TASK REQUIREMENTS:
Reproduce, word for word, the part of the data that opens with the line containing "target: spider leg" and closes with the line containing "104 58 L 104", including both of those lines. Output only those lines.

====== ENTRIES SHOWN

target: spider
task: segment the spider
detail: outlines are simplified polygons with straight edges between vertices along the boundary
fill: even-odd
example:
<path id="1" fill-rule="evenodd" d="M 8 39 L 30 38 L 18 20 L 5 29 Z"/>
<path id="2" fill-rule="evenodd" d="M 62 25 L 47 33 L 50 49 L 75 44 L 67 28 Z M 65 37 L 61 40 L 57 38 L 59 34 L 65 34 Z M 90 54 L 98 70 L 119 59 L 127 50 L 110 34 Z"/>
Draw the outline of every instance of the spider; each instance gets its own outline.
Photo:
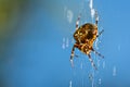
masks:
<path id="1" fill-rule="evenodd" d="M 95 39 L 104 32 L 104 30 L 101 30 L 98 34 L 98 22 L 99 22 L 98 12 L 95 11 L 95 23 L 94 24 L 86 23 L 86 24 L 79 26 L 79 20 L 80 20 L 80 15 L 78 16 L 78 20 L 76 22 L 76 32 L 74 33 L 74 39 L 76 40 L 76 42 L 73 46 L 72 54 L 70 54 L 72 66 L 74 66 L 74 63 L 73 63 L 74 55 L 78 57 L 74 53 L 75 48 L 77 48 L 81 52 L 83 52 L 84 54 L 87 54 L 89 57 L 89 61 L 91 62 L 91 65 L 95 70 L 98 70 L 98 67 L 95 66 L 95 64 L 91 58 L 91 51 L 93 51 L 99 57 L 104 58 L 101 53 L 99 53 L 98 51 L 95 51 L 93 49 L 93 44 L 94 44 Z"/>

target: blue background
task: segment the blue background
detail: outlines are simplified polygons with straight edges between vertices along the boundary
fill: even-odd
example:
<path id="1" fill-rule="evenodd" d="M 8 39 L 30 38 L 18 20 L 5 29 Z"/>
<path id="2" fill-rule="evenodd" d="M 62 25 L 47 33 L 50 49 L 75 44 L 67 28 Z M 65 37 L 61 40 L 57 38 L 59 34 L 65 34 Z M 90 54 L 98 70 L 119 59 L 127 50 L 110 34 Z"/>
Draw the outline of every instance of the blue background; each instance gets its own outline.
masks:
<path id="1" fill-rule="evenodd" d="M 91 22 L 89 1 L 32 0 L 28 12 L 22 15 L 17 33 L 6 45 L 6 60 L 1 62 L 5 86 L 69 87 L 72 82 L 73 87 L 92 87 L 89 73 L 94 72 L 98 87 L 130 87 L 129 3 L 129 0 L 94 0 L 93 7 L 100 16 L 99 30 L 104 29 L 98 51 L 105 57 L 101 59 L 92 54 L 95 61 L 101 61 L 95 72 L 88 57 L 78 50 L 76 53 L 80 59 L 75 59 L 75 69 L 69 63 L 77 16 L 82 13 L 80 25 Z M 72 23 L 67 21 L 65 8 L 73 11 Z M 69 39 L 65 49 L 62 48 L 63 38 Z M 113 76 L 114 66 L 116 76 Z"/>

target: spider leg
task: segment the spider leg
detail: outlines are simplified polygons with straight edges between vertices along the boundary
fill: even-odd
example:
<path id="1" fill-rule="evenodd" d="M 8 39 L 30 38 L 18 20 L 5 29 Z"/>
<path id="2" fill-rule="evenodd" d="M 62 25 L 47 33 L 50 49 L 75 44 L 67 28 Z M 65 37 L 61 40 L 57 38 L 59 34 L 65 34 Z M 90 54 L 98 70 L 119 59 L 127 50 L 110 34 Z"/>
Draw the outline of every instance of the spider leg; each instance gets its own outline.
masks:
<path id="1" fill-rule="evenodd" d="M 79 14 L 79 16 L 78 16 L 78 18 L 77 18 L 77 21 L 76 21 L 76 29 L 78 29 L 78 27 L 79 27 L 80 16 L 81 16 L 81 14 Z"/>
<path id="2" fill-rule="evenodd" d="M 95 25 L 96 26 L 98 26 L 98 22 L 99 22 L 98 11 L 95 11 Z"/>
<path id="3" fill-rule="evenodd" d="M 98 67 L 95 66 L 95 64 L 94 64 L 94 62 L 93 62 L 91 55 L 88 54 L 88 57 L 89 57 L 89 61 L 91 62 L 92 66 L 93 66 L 95 70 L 98 70 Z"/>
<path id="4" fill-rule="evenodd" d="M 92 51 L 93 51 L 95 54 L 98 54 L 99 57 L 104 58 L 104 55 L 102 55 L 101 53 L 99 53 L 99 52 L 95 51 L 94 49 L 92 49 Z"/>
<path id="5" fill-rule="evenodd" d="M 99 36 L 101 36 L 101 34 L 104 32 L 104 29 L 102 29 L 100 33 L 99 33 L 99 35 L 96 35 L 96 38 L 99 37 Z"/>

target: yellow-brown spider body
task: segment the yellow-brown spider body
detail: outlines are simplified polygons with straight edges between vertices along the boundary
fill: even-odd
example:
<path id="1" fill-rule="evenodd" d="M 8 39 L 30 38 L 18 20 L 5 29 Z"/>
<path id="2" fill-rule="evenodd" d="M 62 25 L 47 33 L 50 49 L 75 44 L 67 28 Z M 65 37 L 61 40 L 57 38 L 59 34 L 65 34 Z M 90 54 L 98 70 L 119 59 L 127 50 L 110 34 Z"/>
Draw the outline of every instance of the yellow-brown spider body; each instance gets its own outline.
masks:
<path id="1" fill-rule="evenodd" d="M 91 23 L 87 23 L 80 26 L 75 33 L 74 38 L 76 44 L 78 45 L 77 48 L 86 53 L 89 54 L 93 48 L 93 42 L 96 39 L 98 35 L 98 26 Z"/>
<path id="2" fill-rule="evenodd" d="M 73 46 L 73 50 L 72 50 L 72 54 L 70 54 L 72 65 L 74 65 L 73 59 L 75 55 L 75 53 L 74 53 L 75 48 L 78 48 L 81 52 L 83 52 L 84 54 L 87 54 L 89 57 L 89 60 L 90 60 L 92 66 L 96 70 L 96 66 L 91 58 L 91 51 L 93 51 L 95 54 L 104 58 L 101 53 L 96 52 L 93 49 L 93 44 L 94 44 L 95 39 L 103 33 L 103 30 L 98 33 L 98 21 L 99 21 L 98 13 L 95 12 L 95 24 L 87 23 L 87 24 L 83 24 L 78 27 L 79 20 L 80 20 L 80 16 L 78 17 L 78 20 L 76 22 L 76 32 L 74 33 L 74 39 L 76 40 L 76 42 Z"/>

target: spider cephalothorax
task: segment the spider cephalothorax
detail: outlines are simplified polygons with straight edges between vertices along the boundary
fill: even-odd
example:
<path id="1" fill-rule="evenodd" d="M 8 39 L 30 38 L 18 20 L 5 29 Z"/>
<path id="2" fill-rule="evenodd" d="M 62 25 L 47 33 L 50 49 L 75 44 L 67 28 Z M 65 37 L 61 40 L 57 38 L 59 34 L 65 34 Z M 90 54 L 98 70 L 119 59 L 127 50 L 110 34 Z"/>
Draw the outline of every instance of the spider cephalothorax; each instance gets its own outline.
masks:
<path id="1" fill-rule="evenodd" d="M 89 57 L 89 60 L 92 66 L 94 66 L 94 69 L 96 70 L 96 66 L 93 60 L 91 59 L 91 54 L 90 54 L 91 51 L 104 58 L 93 49 L 93 42 L 103 32 L 102 30 L 100 34 L 98 34 L 98 21 L 99 21 L 98 14 L 95 14 L 95 24 L 87 23 L 78 27 L 79 20 L 80 20 L 80 16 L 76 22 L 76 32 L 74 33 L 74 39 L 76 40 L 76 42 L 72 50 L 70 62 L 73 64 L 74 51 L 75 51 L 75 48 L 78 48 L 81 52 L 86 53 Z"/>

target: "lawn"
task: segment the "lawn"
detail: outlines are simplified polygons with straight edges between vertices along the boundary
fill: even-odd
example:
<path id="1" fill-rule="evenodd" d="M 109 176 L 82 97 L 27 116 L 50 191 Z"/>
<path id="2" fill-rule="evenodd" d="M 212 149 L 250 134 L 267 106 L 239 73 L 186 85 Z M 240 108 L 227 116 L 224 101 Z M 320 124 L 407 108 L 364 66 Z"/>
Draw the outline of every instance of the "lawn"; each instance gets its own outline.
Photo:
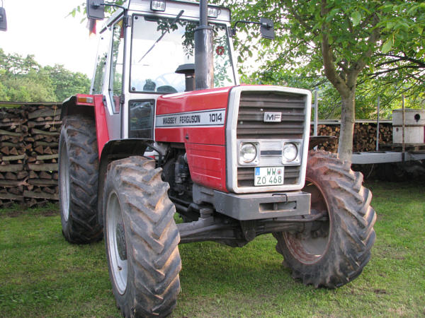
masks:
<path id="1" fill-rule="evenodd" d="M 363 273 L 336 290 L 293 281 L 271 235 L 243 248 L 179 247 L 172 317 L 425 315 L 425 184 L 369 182 L 377 240 Z M 103 242 L 72 245 L 55 205 L 0 210 L 0 316 L 120 317 Z"/>

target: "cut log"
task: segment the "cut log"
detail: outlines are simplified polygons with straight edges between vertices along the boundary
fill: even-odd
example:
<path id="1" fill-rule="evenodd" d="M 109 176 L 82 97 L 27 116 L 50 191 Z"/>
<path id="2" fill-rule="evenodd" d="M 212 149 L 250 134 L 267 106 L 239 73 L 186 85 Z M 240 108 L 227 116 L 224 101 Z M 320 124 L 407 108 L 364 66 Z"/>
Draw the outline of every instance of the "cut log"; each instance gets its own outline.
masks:
<path id="1" fill-rule="evenodd" d="M 59 158 L 59 155 L 57 153 L 55 153 L 55 154 L 53 154 L 53 155 L 38 155 L 36 158 L 37 158 L 38 160 L 48 160 L 50 159 L 57 159 L 57 158 Z"/>
<path id="2" fill-rule="evenodd" d="M 23 164 L 4 165 L 0 165 L 0 172 L 16 172 L 23 170 Z"/>
<path id="3" fill-rule="evenodd" d="M 23 155 L 4 155 L 1 158 L 3 161 L 13 161 L 13 160 L 18 160 L 25 159 L 25 154 Z"/>
<path id="4" fill-rule="evenodd" d="M 45 192 L 35 192 L 34 191 L 24 191 L 23 196 L 25 198 L 47 199 L 49 200 L 59 200 L 57 194 L 50 194 Z M 0 198 L 1 199 L 1 198 Z"/>
<path id="5" fill-rule="evenodd" d="M 28 167 L 34 171 L 57 171 L 57 163 L 28 163 Z"/>

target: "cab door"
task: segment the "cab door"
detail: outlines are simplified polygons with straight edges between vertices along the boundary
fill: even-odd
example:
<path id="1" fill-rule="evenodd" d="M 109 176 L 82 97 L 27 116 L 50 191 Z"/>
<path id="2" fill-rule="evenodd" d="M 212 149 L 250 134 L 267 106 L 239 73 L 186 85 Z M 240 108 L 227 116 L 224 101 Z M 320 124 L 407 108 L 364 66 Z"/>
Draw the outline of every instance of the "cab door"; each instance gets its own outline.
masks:
<path id="1" fill-rule="evenodd" d="M 107 73 L 103 83 L 103 103 L 110 139 L 123 138 L 121 114 L 125 102 L 123 95 L 123 70 L 125 62 L 125 34 L 123 17 L 110 28 L 111 41 L 108 59 Z"/>

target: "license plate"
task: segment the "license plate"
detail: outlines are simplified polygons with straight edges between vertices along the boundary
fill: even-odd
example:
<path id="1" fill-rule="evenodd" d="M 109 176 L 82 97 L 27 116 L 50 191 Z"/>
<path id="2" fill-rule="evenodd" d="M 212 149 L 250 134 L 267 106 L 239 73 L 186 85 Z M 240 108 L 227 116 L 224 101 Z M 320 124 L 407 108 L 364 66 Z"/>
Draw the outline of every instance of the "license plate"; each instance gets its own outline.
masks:
<path id="1" fill-rule="evenodd" d="M 254 185 L 283 184 L 283 167 L 256 167 Z"/>

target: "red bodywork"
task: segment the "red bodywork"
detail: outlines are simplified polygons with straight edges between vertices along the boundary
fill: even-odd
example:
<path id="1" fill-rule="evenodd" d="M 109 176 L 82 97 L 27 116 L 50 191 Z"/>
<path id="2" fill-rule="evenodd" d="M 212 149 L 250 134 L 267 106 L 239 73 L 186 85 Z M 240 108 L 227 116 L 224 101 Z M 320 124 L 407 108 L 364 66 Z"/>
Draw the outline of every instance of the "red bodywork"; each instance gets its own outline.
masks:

============

WRITTEN SOLUTION:
target: spider leg
task: segment the spider leg
detail: outlines are simplified polygons with straight edges between vertices along the boundary
fill: even-odd
example:
<path id="1" fill-rule="evenodd" d="M 8 39 L 30 38 L 18 20 L 5 29 Z"/>
<path id="2" fill-rule="evenodd" d="M 62 25 L 47 33 L 50 49 L 75 44 L 67 28 Z M 65 37 L 61 40 L 57 38 L 59 34 L 65 34 Z M 90 54 L 98 70 L 119 59 L 127 50 L 110 34 Z"/>
Draw the outline of every instance of the spider leg; each instance gets its own outline.
masks:
<path id="1" fill-rule="evenodd" d="M 79 14 L 79 16 L 78 16 L 78 18 L 77 18 L 77 21 L 76 21 L 76 29 L 78 29 L 78 27 L 79 27 L 80 16 L 81 16 L 81 14 Z"/>
<path id="2" fill-rule="evenodd" d="M 95 25 L 96 26 L 98 26 L 98 22 L 99 22 L 98 11 L 95 11 Z"/>
<path id="3" fill-rule="evenodd" d="M 98 67 L 95 66 L 95 64 L 94 64 L 94 62 L 93 62 L 91 55 L 88 54 L 88 57 L 89 57 L 89 61 L 91 62 L 92 66 L 93 66 L 95 70 L 98 70 Z"/>
<path id="4" fill-rule="evenodd" d="M 92 51 L 93 51 L 95 54 L 98 54 L 99 57 L 104 58 L 104 55 L 102 55 L 101 53 L 99 53 L 99 52 L 95 51 L 94 49 L 92 49 Z"/>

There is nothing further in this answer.